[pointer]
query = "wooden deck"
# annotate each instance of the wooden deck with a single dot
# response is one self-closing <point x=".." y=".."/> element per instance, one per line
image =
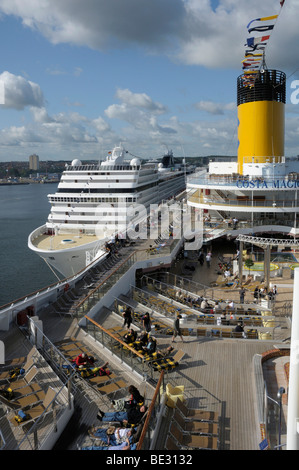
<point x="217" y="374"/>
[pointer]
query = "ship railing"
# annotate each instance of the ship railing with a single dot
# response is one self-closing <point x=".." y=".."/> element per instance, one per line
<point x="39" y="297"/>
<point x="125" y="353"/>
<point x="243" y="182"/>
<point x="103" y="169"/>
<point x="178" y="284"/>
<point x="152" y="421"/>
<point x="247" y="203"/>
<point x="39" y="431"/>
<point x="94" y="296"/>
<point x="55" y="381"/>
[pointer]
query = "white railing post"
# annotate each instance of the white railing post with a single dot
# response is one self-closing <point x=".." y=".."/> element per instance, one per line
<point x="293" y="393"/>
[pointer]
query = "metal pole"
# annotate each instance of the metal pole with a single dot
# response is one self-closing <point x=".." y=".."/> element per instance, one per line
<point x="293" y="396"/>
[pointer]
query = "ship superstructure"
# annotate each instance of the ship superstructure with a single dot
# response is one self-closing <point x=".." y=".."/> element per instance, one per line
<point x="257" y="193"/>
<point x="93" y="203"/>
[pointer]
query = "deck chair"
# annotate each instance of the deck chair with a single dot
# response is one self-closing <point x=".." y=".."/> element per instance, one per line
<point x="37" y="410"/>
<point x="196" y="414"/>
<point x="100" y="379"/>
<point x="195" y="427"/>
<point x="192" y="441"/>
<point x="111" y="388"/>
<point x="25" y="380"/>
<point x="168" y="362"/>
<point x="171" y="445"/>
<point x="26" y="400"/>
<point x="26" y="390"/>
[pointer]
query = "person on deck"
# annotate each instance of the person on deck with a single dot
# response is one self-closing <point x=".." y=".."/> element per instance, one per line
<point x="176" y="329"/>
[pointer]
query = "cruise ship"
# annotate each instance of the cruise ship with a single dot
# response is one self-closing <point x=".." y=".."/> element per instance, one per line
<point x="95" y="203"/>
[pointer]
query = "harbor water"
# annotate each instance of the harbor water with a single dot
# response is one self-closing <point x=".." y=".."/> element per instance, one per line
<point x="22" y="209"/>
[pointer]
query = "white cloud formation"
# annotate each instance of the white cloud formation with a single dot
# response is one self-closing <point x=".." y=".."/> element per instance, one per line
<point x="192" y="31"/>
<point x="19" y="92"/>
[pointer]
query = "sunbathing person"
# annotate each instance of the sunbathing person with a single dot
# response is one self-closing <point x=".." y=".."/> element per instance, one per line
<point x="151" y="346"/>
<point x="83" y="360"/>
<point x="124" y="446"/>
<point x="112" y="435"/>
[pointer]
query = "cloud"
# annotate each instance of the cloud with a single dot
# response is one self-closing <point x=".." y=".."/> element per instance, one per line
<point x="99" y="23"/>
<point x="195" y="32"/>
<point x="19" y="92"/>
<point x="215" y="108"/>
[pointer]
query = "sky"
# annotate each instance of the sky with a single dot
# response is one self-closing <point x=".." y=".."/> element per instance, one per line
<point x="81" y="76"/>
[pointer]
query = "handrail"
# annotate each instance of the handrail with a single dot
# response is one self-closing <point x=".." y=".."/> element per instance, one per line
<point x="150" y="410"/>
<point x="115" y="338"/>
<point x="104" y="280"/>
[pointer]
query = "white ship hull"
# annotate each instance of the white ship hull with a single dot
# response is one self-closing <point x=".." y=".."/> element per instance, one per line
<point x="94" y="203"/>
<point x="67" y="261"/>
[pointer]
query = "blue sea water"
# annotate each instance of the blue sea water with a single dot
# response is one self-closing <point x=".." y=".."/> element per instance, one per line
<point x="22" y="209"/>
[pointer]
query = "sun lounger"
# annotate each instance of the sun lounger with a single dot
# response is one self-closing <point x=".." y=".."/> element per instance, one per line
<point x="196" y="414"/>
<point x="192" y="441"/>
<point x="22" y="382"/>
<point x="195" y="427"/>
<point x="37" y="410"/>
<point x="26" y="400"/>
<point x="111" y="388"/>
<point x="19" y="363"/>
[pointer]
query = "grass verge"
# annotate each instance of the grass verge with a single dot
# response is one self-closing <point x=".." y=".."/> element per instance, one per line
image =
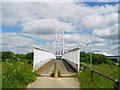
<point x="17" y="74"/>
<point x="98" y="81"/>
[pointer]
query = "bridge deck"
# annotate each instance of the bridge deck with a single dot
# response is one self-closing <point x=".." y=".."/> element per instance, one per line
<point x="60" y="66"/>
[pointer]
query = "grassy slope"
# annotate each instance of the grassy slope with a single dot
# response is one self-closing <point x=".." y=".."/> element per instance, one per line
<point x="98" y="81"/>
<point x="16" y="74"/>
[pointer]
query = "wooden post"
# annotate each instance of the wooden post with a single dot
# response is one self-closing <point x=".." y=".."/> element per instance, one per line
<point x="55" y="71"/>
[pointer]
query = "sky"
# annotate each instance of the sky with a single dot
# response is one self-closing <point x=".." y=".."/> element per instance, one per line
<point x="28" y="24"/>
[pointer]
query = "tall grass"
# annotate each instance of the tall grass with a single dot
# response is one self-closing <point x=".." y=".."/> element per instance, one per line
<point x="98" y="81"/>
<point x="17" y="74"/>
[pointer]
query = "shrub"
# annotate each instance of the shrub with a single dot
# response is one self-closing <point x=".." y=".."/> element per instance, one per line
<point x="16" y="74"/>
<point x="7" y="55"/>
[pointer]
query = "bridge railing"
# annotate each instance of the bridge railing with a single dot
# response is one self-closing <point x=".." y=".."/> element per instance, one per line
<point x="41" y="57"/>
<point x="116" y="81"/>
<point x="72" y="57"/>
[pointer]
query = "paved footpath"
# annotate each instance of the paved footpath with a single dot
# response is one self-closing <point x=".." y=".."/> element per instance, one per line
§
> **WHAT IS EXPECTED**: Reproduce every line from the preceding data in which the word "footpath" can be found.

> **EXERCISE ANSWER**:
query = "paved footpath"
# annotate each instance of the paved footpath with a single dot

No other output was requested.